Specifically, the 30-day measure of alcohol use dropped from 46% at
Time 1 baseline to 41% at Time 3 (2003), a 5 percentage point decline
that represents an 11% reduction in prevalence. Similarly, student 30-day
use of cigarettes went from 16% at baseline to 12% at Time 3, a 4 percentage
point drop equaling a 25% reduction in prevalence.
Finally, in another
session, the Naperville Social Norms Marketing Coalition presented information
about its own successful intervention that is currently focused solely
on the reduction of cigarette use. The Naperville Township system comprises
four high schools with a combined enrollment of approximately 11,800
students. Baseline data from their Drug Perception and Use survey revealed
the familiar finding of a misperceived norm of health regarding cigarette
use. Specifically, while fully 75% of students reported that they never
smoked, the students thought that only 9% of their peers never did so.
Based on this data normative messages of non-use were developed and
market tested. The Resulting "Reality is…" campaign
featured a number of posters with slightly varying but thematically
consistent messages.
After three years
of implementing the social norm campaign, the data revealed the following
statistically significant findings:
- Decrease in
perceived peer use of cigarettes across as well as within grade levels.
- Decrease in cigarette
use across grade levels.
With the three-year
costs for printing posters and related items totaling $6500, this has
been an extremely cost-effective method of achieving large-scale, positive
results in four fairly large suburban high schools.
####################
# SET EXERCISE:
Rewrite the social norms passage from "Finally, in another" through "consistent messages.", putting "secondary schools" wherever "high schools" appears.
####################
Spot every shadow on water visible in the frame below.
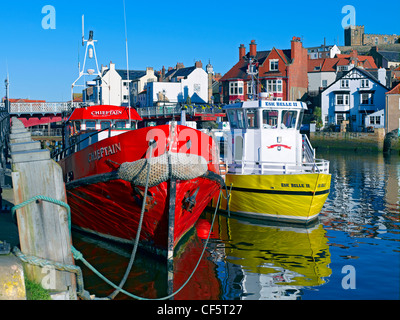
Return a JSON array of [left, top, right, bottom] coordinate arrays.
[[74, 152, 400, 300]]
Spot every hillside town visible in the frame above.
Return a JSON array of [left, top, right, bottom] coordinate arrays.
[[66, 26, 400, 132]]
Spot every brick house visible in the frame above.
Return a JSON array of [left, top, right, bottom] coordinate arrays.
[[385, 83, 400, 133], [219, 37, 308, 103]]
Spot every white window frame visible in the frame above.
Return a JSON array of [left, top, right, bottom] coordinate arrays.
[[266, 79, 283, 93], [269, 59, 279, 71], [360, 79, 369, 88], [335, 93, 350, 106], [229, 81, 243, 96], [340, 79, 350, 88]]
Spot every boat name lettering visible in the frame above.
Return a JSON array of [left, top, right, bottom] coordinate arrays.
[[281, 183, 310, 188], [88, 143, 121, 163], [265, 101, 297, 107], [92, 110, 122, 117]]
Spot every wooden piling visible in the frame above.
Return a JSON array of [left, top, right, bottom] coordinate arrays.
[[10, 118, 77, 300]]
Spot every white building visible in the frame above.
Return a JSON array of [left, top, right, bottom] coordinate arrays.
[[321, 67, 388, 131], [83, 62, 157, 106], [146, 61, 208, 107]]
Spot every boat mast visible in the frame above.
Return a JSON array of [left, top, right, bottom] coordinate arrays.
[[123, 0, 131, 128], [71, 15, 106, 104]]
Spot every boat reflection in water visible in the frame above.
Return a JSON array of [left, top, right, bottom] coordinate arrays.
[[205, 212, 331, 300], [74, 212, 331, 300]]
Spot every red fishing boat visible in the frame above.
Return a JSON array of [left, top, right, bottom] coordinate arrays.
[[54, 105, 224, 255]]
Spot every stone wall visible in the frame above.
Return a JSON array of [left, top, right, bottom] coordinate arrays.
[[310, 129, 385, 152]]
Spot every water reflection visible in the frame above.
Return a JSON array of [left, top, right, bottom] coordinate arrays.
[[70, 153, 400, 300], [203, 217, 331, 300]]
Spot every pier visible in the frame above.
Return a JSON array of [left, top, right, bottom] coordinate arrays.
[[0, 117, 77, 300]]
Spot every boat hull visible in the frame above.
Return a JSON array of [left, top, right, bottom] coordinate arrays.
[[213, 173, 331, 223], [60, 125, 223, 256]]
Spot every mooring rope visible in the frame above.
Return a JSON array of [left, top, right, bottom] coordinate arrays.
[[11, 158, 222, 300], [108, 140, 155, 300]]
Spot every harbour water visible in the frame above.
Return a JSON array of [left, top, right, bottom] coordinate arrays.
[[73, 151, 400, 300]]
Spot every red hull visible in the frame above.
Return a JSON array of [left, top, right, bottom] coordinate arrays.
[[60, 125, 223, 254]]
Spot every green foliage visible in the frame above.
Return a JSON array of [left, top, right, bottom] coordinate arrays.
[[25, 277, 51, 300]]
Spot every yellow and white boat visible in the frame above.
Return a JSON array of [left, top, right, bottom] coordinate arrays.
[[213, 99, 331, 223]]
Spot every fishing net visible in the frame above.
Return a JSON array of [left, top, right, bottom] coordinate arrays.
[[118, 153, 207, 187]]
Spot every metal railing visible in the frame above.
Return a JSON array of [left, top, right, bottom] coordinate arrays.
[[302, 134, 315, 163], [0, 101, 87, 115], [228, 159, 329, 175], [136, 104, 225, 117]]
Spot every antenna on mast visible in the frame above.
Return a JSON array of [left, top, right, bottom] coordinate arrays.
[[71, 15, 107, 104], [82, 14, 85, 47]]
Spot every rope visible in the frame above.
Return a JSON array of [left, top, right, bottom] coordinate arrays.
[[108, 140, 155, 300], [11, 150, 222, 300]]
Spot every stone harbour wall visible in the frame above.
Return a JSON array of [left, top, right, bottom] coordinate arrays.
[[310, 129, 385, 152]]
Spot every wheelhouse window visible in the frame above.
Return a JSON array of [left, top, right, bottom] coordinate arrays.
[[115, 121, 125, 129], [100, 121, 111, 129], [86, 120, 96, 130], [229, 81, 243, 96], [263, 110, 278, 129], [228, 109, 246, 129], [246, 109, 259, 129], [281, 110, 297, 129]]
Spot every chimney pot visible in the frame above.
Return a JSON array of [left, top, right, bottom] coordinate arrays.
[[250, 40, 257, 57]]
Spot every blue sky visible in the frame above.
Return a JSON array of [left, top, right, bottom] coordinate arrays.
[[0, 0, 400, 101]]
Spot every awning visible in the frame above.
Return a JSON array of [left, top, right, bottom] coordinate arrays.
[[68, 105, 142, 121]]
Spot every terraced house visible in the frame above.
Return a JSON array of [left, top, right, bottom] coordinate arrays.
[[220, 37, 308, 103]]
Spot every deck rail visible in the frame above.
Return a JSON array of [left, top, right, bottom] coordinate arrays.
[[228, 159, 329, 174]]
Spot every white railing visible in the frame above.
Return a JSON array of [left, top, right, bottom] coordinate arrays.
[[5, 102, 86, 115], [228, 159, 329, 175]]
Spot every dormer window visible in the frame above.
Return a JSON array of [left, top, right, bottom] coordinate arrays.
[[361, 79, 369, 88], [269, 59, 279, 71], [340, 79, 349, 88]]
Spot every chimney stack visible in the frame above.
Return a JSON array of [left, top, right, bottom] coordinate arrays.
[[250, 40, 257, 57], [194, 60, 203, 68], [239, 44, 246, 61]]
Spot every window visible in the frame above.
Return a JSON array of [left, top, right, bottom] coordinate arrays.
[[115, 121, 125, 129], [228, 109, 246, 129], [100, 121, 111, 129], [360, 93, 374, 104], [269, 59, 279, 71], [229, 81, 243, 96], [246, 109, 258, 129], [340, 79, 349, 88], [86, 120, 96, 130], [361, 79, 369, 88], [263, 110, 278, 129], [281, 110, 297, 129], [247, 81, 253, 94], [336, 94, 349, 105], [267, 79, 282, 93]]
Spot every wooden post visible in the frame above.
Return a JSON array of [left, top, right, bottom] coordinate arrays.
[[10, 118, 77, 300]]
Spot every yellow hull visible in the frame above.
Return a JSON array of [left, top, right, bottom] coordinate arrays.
####################
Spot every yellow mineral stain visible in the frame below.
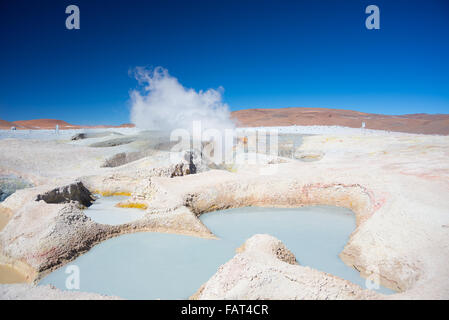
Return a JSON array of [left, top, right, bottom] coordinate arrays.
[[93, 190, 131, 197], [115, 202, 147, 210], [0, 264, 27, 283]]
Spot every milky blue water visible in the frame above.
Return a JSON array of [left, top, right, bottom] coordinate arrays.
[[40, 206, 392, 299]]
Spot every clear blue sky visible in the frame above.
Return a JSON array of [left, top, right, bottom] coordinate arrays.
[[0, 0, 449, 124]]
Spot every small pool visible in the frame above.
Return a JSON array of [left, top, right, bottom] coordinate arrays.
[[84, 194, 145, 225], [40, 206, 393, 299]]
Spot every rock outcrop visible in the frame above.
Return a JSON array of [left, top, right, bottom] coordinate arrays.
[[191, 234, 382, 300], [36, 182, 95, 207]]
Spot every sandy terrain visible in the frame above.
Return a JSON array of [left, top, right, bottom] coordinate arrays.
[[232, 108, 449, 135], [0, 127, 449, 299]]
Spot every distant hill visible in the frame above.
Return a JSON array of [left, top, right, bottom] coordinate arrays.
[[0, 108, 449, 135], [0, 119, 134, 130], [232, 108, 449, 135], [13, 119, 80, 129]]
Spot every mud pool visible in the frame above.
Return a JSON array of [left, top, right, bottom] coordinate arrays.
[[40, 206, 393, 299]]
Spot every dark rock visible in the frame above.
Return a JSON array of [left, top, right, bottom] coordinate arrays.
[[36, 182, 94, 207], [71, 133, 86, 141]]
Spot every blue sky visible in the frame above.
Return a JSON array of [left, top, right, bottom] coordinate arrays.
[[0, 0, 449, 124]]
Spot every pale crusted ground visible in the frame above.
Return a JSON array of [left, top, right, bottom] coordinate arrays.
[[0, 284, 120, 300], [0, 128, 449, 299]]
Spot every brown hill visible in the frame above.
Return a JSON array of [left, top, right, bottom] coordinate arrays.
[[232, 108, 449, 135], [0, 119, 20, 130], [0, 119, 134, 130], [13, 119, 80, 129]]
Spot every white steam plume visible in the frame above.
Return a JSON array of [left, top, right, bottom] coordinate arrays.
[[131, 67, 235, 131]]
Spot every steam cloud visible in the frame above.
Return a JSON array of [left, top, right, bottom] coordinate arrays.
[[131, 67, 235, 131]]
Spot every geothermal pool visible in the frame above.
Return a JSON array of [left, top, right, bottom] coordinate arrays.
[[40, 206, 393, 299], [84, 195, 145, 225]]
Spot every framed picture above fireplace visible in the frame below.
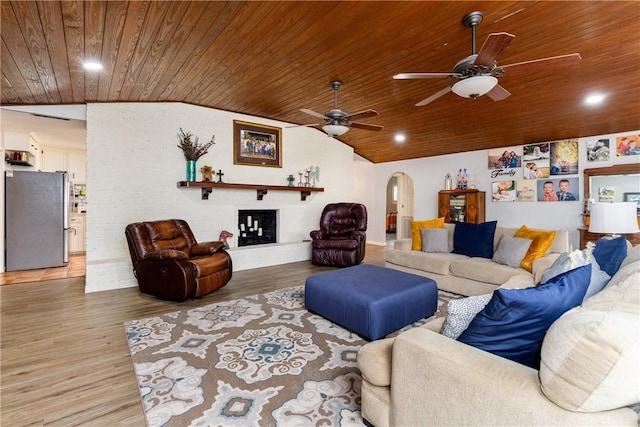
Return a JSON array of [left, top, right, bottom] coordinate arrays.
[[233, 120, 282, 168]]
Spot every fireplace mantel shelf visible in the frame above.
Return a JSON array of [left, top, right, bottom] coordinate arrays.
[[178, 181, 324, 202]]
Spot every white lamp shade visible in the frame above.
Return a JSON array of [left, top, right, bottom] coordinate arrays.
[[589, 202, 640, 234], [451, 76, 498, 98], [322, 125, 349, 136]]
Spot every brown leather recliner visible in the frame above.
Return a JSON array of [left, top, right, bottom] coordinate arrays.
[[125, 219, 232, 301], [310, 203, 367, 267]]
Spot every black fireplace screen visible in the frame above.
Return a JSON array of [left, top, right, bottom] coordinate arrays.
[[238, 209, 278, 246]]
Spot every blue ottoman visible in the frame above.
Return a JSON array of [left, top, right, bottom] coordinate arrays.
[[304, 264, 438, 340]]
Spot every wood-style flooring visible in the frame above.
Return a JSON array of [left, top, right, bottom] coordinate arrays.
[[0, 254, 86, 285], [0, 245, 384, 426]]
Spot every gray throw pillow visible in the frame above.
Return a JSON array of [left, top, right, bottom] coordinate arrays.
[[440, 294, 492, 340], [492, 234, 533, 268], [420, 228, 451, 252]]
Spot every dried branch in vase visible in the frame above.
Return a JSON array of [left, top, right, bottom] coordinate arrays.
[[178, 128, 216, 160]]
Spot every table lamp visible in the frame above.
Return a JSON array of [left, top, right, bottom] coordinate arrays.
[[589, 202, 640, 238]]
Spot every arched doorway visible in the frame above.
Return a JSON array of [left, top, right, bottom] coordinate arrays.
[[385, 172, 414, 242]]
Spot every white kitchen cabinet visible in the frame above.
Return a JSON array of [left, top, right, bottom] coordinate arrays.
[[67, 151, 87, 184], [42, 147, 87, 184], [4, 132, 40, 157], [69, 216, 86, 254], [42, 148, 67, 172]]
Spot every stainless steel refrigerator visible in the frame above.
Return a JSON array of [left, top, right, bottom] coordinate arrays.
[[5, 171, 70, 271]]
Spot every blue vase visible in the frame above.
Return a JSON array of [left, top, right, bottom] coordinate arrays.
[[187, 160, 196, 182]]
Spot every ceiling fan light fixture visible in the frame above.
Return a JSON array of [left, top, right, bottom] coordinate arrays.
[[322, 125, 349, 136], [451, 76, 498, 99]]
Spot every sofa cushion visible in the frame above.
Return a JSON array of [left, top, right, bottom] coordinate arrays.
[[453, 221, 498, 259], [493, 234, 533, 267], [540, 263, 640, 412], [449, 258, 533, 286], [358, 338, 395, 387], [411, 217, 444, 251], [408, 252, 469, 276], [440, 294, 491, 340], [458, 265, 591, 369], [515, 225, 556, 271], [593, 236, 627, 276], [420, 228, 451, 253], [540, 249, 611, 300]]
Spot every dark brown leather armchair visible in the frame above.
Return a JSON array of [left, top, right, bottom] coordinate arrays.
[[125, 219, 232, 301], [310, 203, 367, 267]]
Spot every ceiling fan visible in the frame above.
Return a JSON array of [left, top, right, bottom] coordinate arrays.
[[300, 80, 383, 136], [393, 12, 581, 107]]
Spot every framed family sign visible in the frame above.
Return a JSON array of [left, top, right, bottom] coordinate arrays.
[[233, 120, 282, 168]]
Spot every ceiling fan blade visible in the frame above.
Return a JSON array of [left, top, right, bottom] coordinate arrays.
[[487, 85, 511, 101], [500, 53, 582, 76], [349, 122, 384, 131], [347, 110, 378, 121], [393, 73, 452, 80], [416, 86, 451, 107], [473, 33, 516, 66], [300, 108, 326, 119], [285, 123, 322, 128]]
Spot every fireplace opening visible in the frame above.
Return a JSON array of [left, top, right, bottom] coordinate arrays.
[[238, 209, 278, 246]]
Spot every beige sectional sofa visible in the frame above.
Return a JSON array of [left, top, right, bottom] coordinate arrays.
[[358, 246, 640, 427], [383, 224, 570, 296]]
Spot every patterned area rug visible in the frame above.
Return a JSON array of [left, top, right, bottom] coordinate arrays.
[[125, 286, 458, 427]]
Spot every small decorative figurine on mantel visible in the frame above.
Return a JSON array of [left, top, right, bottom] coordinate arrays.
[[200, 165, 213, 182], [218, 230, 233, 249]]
####################
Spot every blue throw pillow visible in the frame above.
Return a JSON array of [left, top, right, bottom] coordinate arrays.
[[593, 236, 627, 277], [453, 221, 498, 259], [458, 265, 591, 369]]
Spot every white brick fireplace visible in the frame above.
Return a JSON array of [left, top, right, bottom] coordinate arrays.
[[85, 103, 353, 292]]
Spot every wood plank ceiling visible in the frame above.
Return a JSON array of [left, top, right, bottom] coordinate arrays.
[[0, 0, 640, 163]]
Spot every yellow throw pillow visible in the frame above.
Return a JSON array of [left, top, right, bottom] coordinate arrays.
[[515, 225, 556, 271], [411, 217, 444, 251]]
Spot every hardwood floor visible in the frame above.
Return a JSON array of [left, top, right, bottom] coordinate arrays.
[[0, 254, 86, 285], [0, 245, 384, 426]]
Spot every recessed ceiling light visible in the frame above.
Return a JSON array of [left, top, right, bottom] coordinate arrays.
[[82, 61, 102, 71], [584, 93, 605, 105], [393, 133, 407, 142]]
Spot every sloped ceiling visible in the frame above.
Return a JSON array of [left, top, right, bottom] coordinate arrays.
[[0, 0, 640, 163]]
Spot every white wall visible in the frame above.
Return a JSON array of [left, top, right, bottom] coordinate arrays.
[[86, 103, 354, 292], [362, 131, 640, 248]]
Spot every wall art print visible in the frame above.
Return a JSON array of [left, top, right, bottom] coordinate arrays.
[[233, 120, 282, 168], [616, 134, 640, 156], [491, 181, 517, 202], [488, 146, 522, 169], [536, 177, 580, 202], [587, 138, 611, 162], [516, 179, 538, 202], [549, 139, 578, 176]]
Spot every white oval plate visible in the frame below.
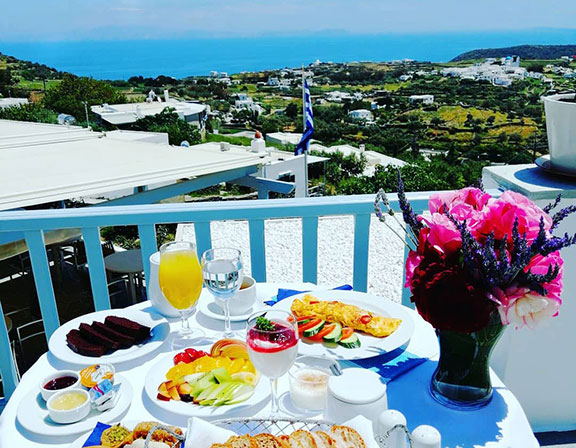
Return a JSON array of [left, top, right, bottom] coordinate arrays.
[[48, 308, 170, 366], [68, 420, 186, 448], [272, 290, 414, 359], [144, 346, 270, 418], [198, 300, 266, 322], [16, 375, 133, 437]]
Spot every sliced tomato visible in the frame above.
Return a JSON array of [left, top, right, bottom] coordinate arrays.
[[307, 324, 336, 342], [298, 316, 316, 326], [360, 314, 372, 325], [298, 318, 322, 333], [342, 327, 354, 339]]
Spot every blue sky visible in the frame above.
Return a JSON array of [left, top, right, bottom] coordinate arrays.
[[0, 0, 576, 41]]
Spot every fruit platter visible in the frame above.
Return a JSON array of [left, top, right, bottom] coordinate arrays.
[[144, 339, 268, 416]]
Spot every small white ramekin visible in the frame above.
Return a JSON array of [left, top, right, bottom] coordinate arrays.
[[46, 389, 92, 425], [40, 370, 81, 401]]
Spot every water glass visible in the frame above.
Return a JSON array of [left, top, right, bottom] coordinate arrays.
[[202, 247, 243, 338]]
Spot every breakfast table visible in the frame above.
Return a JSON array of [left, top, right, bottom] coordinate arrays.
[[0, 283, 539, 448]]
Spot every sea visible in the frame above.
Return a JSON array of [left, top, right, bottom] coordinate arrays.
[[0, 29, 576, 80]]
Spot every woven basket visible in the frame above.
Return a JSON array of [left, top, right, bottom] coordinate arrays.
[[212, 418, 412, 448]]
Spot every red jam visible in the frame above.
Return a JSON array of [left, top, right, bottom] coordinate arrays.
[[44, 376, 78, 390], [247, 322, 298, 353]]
####################
# COMPLETED TASK:
Finally, in another
session, the Naperville Social Norms Marketing Coalition presented information
about its own successful intervention that is currently focused solely
on the reduction of cigarette use. The Naperville Township system comprises
four secondary schools with a combined enrollment of approximately 11,800
students. Baseline data from their Drug Perception and Use survey revealed
the familiar finding of a misperceived norm of health regarding cigarette
use. Specifically, while fully 75% of students reported that they never
smoked, the students thought that only 9% of their peers never did so.
Based on this data normative messages of non-use were developed and
market tested. The Resulting "Reality is…" campaign
featured a number of posters with slightly varying but thematically
consistent messages.